• **WHAT THE TASK ASKS**
Repeat the lines beginning at the one with "phrase -- orange lichen on rock" and running to the end of the material, keeping the first and last of them, exactly as they appear.

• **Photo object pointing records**
_ _ _

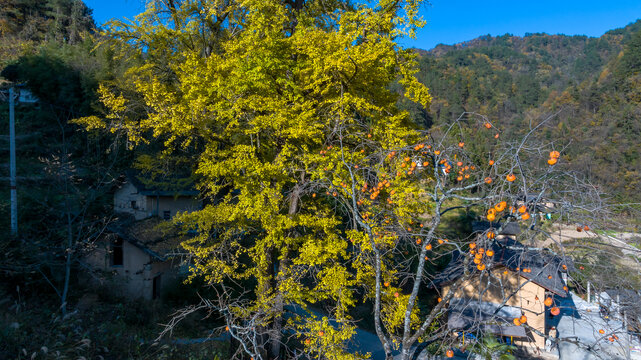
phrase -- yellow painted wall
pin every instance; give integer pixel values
(502, 285)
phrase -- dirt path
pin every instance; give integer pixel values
(619, 241)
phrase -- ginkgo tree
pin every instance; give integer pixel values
(320, 194)
(264, 92)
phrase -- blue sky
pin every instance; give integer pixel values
(453, 21)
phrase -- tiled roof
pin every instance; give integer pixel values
(156, 237)
(508, 229)
(540, 266)
(165, 187)
(468, 313)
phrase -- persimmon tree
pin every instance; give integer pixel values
(320, 194)
(398, 198)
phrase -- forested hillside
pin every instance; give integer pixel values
(590, 85)
(318, 191)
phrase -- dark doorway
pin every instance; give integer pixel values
(117, 254)
(156, 288)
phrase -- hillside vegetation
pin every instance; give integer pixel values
(590, 85)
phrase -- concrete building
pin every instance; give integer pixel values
(139, 248)
(516, 282)
(143, 200)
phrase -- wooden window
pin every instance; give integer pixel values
(117, 252)
(156, 288)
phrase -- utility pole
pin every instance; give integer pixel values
(12, 165)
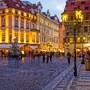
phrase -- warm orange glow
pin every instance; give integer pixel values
(24, 37)
(7, 10)
(13, 10)
(7, 36)
(24, 13)
(0, 36)
(19, 12)
(7, 23)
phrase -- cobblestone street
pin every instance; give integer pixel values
(30, 75)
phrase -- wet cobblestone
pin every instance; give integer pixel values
(28, 76)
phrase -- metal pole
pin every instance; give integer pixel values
(75, 66)
(82, 53)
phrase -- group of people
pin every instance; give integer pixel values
(47, 56)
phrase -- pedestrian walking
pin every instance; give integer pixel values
(48, 55)
(43, 54)
(51, 56)
(68, 57)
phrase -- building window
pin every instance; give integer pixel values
(85, 29)
(3, 36)
(72, 3)
(27, 24)
(3, 21)
(71, 40)
(27, 37)
(78, 39)
(37, 38)
(33, 26)
(22, 23)
(87, 8)
(33, 38)
(16, 35)
(82, 2)
(22, 37)
(16, 21)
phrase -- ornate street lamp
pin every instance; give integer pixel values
(83, 38)
(74, 25)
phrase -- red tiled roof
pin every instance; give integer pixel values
(12, 3)
(70, 6)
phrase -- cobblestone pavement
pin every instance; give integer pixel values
(82, 81)
(69, 82)
(30, 74)
(62, 82)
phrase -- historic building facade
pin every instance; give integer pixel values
(28, 24)
(82, 33)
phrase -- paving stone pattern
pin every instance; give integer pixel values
(30, 75)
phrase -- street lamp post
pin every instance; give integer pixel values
(74, 25)
(83, 38)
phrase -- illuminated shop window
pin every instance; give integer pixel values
(78, 39)
(37, 38)
(22, 37)
(16, 34)
(27, 24)
(3, 36)
(16, 21)
(3, 21)
(27, 37)
(33, 38)
(22, 23)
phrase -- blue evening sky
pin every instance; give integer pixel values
(54, 6)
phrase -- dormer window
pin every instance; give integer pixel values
(1, 4)
(48, 13)
(17, 5)
(15, 0)
(83, 2)
(87, 8)
(23, 7)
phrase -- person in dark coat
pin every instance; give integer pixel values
(51, 56)
(43, 56)
(68, 57)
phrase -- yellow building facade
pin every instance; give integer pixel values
(49, 32)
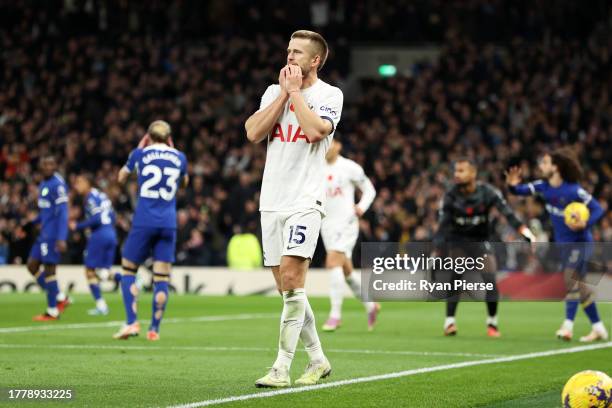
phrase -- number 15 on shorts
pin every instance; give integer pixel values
(296, 235)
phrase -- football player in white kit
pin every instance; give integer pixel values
(340, 229)
(297, 117)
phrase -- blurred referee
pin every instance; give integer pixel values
(465, 229)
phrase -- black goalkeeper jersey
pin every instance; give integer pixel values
(466, 217)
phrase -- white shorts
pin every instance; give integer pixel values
(289, 233)
(340, 236)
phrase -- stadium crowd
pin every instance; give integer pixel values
(83, 84)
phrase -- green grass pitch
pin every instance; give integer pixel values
(215, 347)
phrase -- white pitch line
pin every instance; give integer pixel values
(219, 348)
(398, 374)
(53, 326)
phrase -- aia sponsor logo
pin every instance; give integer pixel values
(289, 135)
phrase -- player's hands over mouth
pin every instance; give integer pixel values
(578, 224)
(293, 79)
(358, 211)
(282, 78)
(60, 245)
(513, 176)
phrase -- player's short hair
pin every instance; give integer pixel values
(567, 163)
(321, 47)
(466, 159)
(159, 131)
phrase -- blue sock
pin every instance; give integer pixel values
(129, 300)
(571, 308)
(52, 291)
(591, 311)
(41, 281)
(160, 299)
(95, 290)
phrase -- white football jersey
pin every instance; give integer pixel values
(341, 178)
(293, 178)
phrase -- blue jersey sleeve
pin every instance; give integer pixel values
(532, 188)
(131, 164)
(183, 165)
(595, 209)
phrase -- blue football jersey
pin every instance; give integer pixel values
(99, 213)
(556, 199)
(53, 208)
(160, 169)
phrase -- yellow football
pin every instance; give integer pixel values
(588, 389)
(576, 211)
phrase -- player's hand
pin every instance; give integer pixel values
(513, 176)
(578, 224)
(294, 78)
(60, 246)
(358, 211)
(144, 142)
(282, 79)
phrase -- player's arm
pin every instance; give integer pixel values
(94, 220)
(259, 125)
(513, 180)
(126, 170)
(595, 210)
(61, 212)
(314, 126)
(445, 219)
(502, 206)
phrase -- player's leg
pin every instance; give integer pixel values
(491, 296)
(163, 253)
(333, 263)
(354, 283)
(135, 251)
(300, 235)
(101, 308)
(272, 241)
(33, 266)
(52, 289)
(587, 299)
(570, 257)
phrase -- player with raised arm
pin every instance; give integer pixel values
(51, 242)
(160, 169)
(465, 228)
(102, 241)
(297, 117)
(340, 230)
(562, 173)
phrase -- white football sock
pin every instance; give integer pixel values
(292, 321)
(310, 337)
(599, 327)
(355, 284)
(336, 287)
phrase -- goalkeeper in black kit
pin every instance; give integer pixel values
(465, 229)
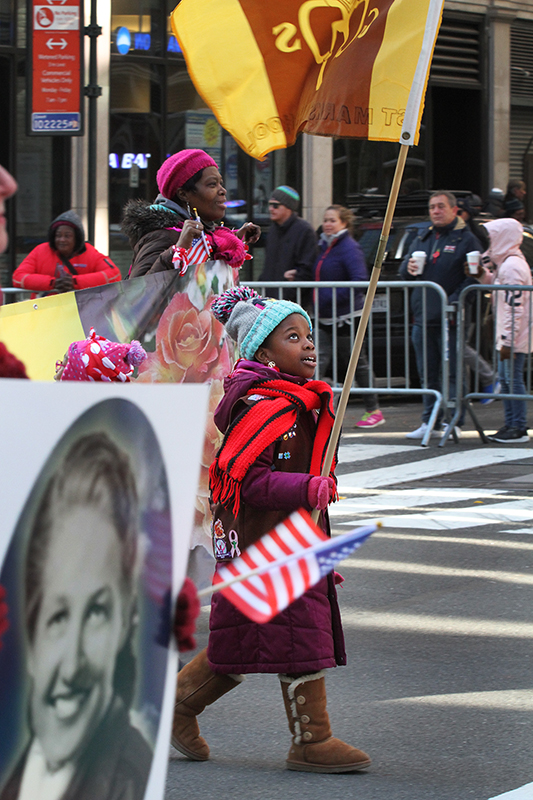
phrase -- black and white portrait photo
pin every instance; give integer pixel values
(88, 576)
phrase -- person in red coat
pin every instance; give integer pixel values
(66, 262)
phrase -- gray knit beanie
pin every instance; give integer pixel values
(250, 318)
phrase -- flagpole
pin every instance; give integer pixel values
(365, 315)
(366, 531)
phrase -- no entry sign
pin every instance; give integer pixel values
(56, 75)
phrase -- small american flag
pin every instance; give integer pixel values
(283, 564)
(199, 251)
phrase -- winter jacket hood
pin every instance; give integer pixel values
(505, 239)
(141, 218)
(71, 219)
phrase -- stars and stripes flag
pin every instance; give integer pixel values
(199, 251)
(347, 68)
(283, 564)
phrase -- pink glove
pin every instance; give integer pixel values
(320, 491)
(187, 611)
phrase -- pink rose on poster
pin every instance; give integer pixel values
(190, 346)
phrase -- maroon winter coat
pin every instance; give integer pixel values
(307, 636)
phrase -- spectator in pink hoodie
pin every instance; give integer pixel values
(513, 316)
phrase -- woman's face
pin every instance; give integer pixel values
(81, 626)
(209, 196)
(65, 240)
(332, 223)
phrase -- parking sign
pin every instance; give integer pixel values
(55, 80)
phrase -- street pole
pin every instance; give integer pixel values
(93, 92)
(365, 315)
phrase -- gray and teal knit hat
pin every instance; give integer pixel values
(250, 318)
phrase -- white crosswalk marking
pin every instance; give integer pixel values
(427, 468)
(523, 793)
(395, 507)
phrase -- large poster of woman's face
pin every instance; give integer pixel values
(88, 581)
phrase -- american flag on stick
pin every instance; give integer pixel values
(199, 251)
(282, 565)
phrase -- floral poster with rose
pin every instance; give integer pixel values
(169, 314)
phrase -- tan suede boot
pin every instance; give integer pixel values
(314, 749)
(197, 687)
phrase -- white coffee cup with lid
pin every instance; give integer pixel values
(420, 257)
(474, 259)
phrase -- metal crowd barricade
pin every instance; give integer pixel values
(388, 329)
(476, 331)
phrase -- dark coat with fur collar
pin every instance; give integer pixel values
(152, 230)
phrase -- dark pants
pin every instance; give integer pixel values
(344, 350)
(430, 373)
(512, 377)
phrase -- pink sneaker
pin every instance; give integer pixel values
(371, 419)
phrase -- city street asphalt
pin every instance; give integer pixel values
(437, 611)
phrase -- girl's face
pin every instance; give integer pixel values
(290, 346)
(332, 223)
(209, 196)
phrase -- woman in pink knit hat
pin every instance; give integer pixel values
(183, 223)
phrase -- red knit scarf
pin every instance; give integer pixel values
(260, 425)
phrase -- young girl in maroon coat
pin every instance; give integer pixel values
(268, 466)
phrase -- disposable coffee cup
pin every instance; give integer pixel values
(474, 259)
(420, 257)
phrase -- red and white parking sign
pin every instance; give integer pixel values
(55, 92)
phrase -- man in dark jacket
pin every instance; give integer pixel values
(445, 243)
(290, 251)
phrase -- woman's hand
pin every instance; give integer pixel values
(249, 233)
(192, 228)
(321, 491)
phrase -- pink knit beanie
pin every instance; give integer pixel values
(177, 170)
(99, 359)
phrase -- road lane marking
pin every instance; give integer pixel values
(429, 468)
(451, 518)
(522, 793)
(426, 624)
(503, 700)
(349, 453)
(459, 539)
(411, 568)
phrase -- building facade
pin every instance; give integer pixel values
(477, 129)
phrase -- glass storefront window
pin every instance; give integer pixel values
(360, 166)
(139, 33)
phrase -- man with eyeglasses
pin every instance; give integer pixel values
(290, 251)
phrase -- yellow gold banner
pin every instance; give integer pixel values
(40, 331)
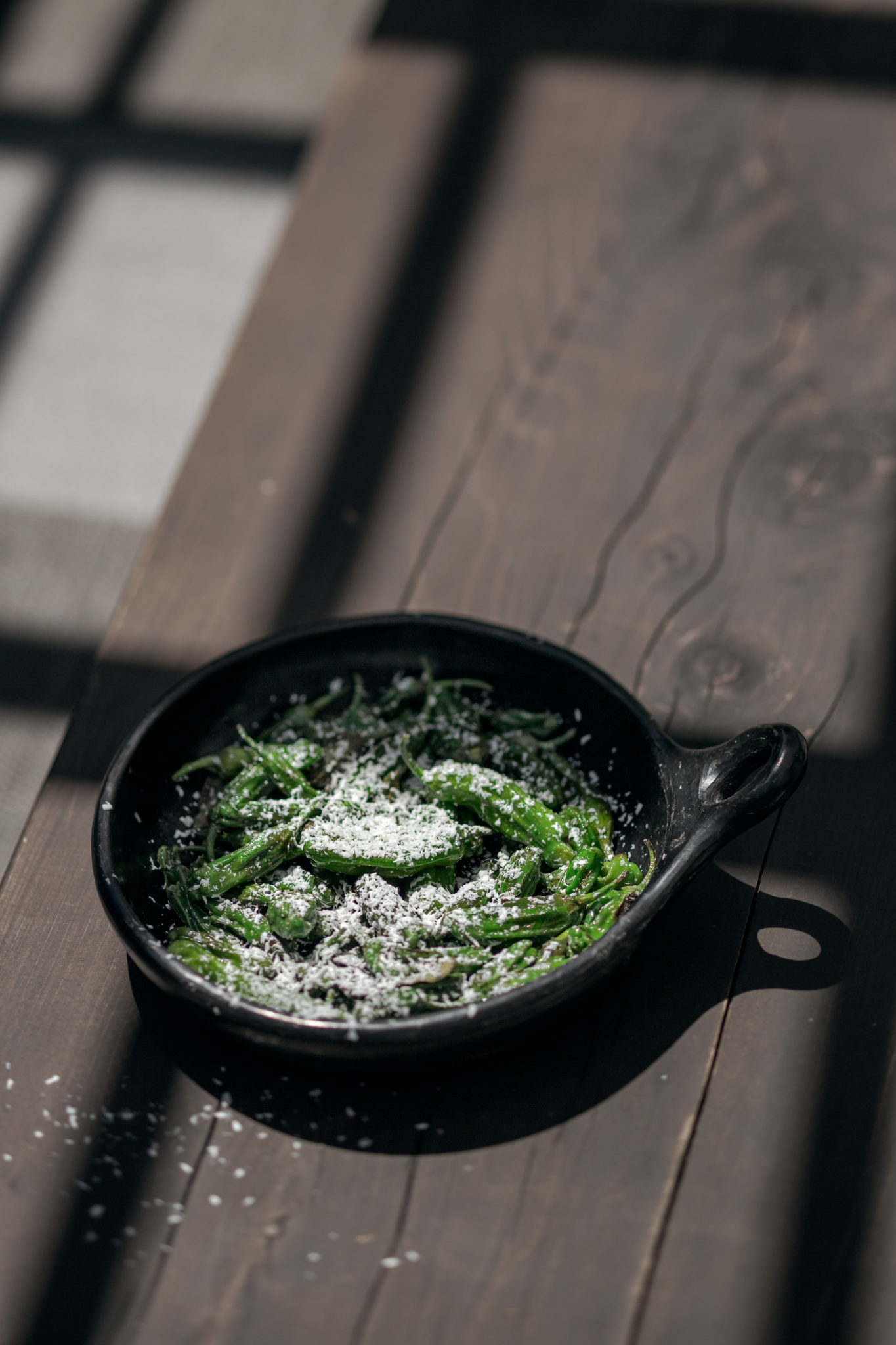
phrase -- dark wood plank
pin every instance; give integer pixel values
(707, 440)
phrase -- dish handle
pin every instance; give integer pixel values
(743, 780)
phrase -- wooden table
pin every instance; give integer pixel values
(603, 350)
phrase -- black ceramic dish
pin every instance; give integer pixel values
(691, 803)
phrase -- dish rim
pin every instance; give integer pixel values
(714, 821)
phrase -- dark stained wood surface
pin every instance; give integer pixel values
(649, 416)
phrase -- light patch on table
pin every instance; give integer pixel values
(22, 182)
(61, 577)
(270, 62)
(127, 338)
(55, 50)
(800, 887)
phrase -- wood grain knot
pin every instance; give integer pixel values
(719, 666)
(820, 474)
(667, 558)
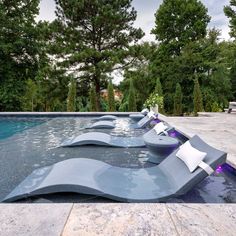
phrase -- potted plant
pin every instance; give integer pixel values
(154, 102)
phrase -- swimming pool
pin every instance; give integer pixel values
(37, 145)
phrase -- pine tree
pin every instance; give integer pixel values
(111, 98)
(178, 106)
(159, 91)
(131, 99)
(231, 14)
(92, 98)
(95, 35)
(71, 99)
(19, 50)
(197, 97)
(158, 88)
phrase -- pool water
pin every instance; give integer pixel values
(34, 143)
(10, 126)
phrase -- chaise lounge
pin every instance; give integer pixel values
(103, 139)
(171, 178)
(104, 124)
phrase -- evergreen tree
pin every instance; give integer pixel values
(179, 26)
(178, 101)
(158, 88)
(111, 98)
(29, 99)
(231, 14)
(71, 99)
(131, 99)
(94, 36)
(92, 98)
(197, 97)
(18, 50)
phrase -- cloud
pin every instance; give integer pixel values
(146, 11)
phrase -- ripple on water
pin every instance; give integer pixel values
(38, 146)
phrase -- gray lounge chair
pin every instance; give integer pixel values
(103, 139)
(169, 179)
(104, 124)
(106, 117)
(136, 117)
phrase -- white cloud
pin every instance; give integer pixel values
(146, 11)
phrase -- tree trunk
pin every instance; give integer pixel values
(97, 87)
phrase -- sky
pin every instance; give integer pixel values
(145, 15)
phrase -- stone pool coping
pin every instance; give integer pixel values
(117, 219)
(217, 129)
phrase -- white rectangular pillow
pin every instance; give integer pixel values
(191, 156)
(160, 127)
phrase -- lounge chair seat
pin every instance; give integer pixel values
(106, 117)
(169, 179)
(103, 139)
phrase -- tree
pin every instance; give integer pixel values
(71, 99)
(111, 99)
(94, 37)
(178, 101)
(131, 99)
(197, 97)
(179, 22)
(179, 26)
(231, 14)
(92, 98)
(158, 88)
(29, 99)
(18, 50)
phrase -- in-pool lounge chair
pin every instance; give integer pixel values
(103, 139)
(136, 116)
(105, 124)
(170, 178)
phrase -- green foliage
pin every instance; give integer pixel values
(29, 99)
(92, 98)
(71, 99)
(132, 99)
(153, 100)
(215, 107)
(111, 99)
(96, 35)
(197, 97)
(18, 50)
(178, 106)
(158, 88)
(231, 14)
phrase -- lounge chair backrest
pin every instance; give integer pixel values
(145, 111)
(178, 173)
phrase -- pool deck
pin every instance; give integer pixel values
(218, 129)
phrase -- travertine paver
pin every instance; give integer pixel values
(33, 219)
(204, 219)
(217, 129)
(119, 219)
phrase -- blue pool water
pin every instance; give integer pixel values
(30, 143)
(11, 126)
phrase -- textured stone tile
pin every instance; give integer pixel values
(217, 129)
(205, 220)
(119, 219)
(33, 219)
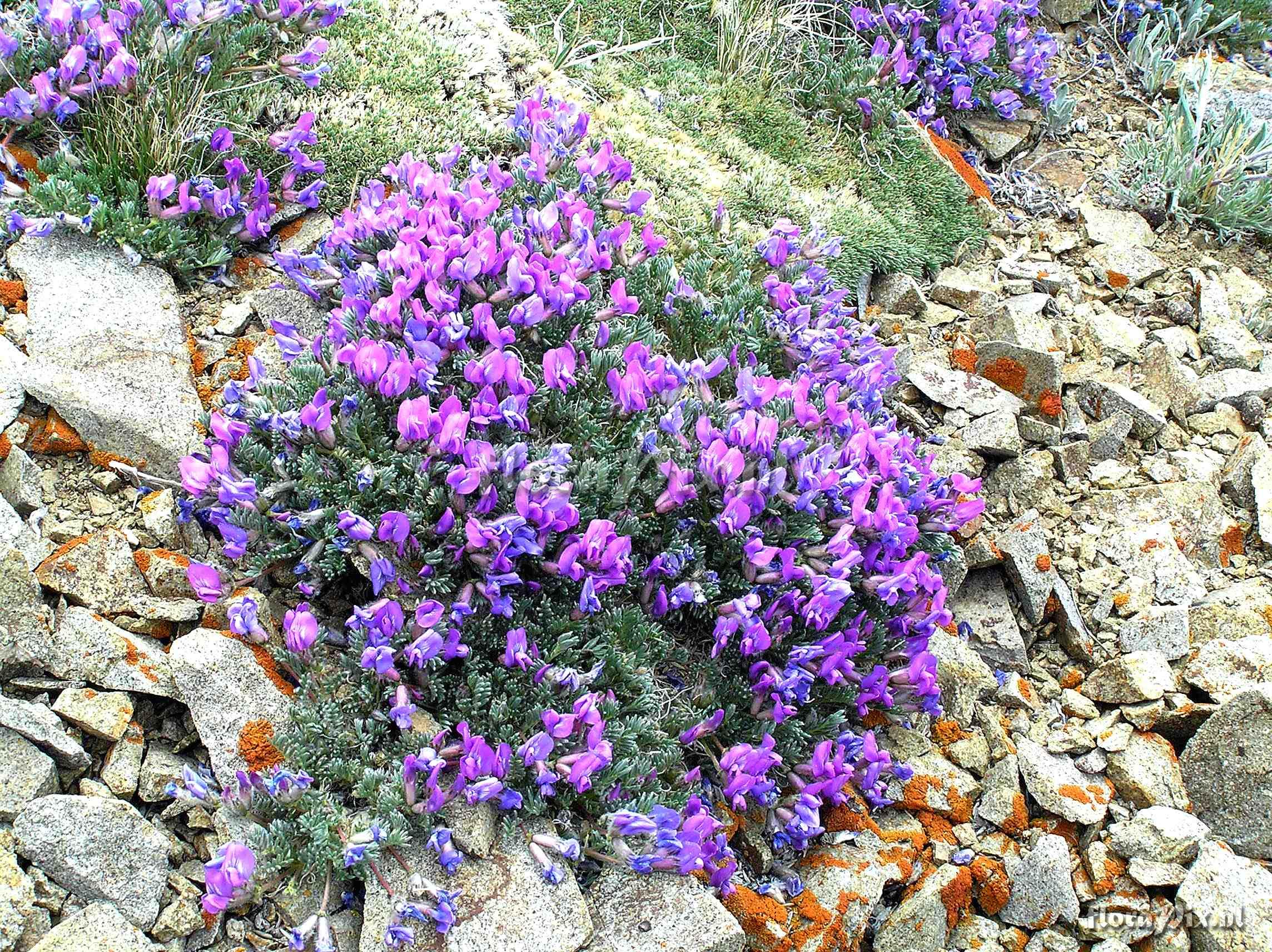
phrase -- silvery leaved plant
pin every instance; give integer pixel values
(565, 528)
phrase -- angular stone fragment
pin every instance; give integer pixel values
(107, 346)
(1139, 676)
(506, 905)
(1060, 787)
(43, 728)
(78, 840)
(26, 773)
(1228, 772)
(1042, 890)
(960, 390)
(633, 913)
(1231, 900)
(237, 697)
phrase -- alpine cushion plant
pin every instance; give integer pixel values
(145, 100)
(961, 55)
(633, 544)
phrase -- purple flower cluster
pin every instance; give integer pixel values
(466, 306)
(91, 42)
(240, 197)
(956, 58)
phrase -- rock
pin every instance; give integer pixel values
(1042, 890)
(1114, 335)
(1162, 629)
(86, 647)
(922, 920)
(1159, 834)
(236, 695)
(962, 675)
(1237, 479)
(1228, 772)
(26, 773)
(506, 906)
(96, 927)
(1107, 437)
(898, 294)
(19, 483)
(14, 534)
(122, 765)
(96, 572)
(635, 913)
(960, 390)
(102, 715)
(1168, 384)
(1101, 399)
(1147, 773)
(40, 726)
(1106, 226)
(1060, 787)
(1233, 387)
(1140, 676)
(1022, 369)
(982, 604)
(78, 840)
(1261, 485)
(17, 900)
(1225, 668)
(107, 346)
(1221, 891)
(994, 435)
(1028, 563)
(12, 395)
(1122, 266)
(997, 138)
(160, 768)
(1149, 874)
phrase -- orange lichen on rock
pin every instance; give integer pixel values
(1050, 403)
(1230, 543)
(256, 745)
(12, 292)
(952, 155)
(55, 437)
(1008, 373)
(992, 886)
(762, 918)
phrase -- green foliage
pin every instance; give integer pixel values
(1201, 163)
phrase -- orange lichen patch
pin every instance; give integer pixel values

_ _ _

• **THE OUTPUT**
phrase -- orange lichen on rock
pin every instance; give integer pixel values
(1050, 403)
(1230, 543)
(256, 745)
(12, 292)
(952, 155)
(55, 437)
(1008, 373)
(992, 886)
(762, 918)
phrase -- green foliage
pin every instance; give integer pixel values
(1201, 163)
phrase -- orange lichen patch
pin every instance; give integer pixel values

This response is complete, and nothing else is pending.